- _TASK DESCRIPTION_
Would you reproduce the whole listing below without altering a single word?

- _RECORD SET_
★ ★ ★ ★ ★ ★ ★

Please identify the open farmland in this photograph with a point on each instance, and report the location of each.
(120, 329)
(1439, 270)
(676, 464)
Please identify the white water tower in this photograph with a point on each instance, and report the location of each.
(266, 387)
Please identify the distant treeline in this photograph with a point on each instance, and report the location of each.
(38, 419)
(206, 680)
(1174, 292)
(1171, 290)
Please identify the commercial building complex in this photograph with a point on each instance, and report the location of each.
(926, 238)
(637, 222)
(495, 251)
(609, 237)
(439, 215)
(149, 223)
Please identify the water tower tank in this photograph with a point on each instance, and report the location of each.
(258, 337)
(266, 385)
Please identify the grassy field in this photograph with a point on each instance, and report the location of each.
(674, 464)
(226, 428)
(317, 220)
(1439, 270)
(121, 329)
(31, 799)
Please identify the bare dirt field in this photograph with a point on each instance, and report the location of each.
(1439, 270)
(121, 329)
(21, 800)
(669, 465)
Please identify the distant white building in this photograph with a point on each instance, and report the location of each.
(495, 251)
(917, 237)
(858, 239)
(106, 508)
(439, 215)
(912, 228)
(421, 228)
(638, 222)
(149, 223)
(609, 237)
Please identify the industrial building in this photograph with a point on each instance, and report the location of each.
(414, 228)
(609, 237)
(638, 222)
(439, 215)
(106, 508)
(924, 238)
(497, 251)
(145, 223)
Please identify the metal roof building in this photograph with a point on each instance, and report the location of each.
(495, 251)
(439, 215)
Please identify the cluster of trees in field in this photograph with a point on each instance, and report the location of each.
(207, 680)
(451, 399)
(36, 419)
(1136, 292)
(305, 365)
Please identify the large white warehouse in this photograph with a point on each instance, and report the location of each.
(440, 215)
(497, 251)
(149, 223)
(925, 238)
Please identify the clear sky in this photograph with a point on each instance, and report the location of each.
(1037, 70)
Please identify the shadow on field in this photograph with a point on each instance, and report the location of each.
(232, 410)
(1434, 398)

★ ★ ★ ★ ★ ★ ★

- _EXERCISE SOLUTION_
Please identify the open farmland in this photograph with a point on each instance, and report the location of each.
(120, 329)
(1439, 270)
(676, 464)
Please identify the white water tower in this photograph with a point on each instance, and report the location of each.
(266, 387)
Please identify the distant treeline in this photograph with a point on each instance, and report the location of each.
(38, 419)
(206, 680)
(1174, 292)
(1171, 290)
Please identify the commercial building complex in this photograph with a point on each instance, and report the location of each.
(926, 238)
(637, 222)
(495, 251)
(609, 237)
(439, 215)
(149, 223)
Please identify the water tower tank in this photograph with a point on each instance, and report the location of each.
(258, 337)
(266, 385)
Please identify the grassy field in this photograph with a point on each instance, and report the location of each.
(674, 464)
(226, 428)
(317, 220)
(1439, 270)
(121, 329)
(31, 799)
Please identify the bare dirt field in this photograph with a point on each instance, and report the location of each.
(1439, 270)
(121, 329)
(21, 800)
(669, 465)
Please identify the distant white building in this photograph with a point on each instance, and report the location of each.
(495, 251)
(917, 237)
(858, 239)
(106, 508)
(439, 215)
(912, 228)
(421, 228)
(638, 222)
(149, 223)
(609, 237)
Please identify the industrial building in this photograph with a point on each instance, and report the location of each.
(414, 228)
(609, 237)
(638, 222)
(439, 215)
(106, 508)
(924, 238)
(497, 251)
(145, 223)
Please identify the metal roof building in this photograph with a point on each instance, and report the location of each.
(495, 251)
(439, 215)
Please identify the cluster of trees in field in this photograph with a point on each instance, and report the location of each.
(207, 680)
(451, 399)
(36, 419)
(1136, 292)
(305, 365)
Please identify the large white warehouse in this photograph with a point on each instance, and report the location of each.
(440, 215)
(497, 251)
(149, 223)
(925, 238)
Please identify the clear sky in this photograph with a point on each instance, and report the location of each.
(1037, 70)
Please identify the shadow on field in this photograph with a point on each instance, and report the location of each.
(232, 410)
(1434, 398)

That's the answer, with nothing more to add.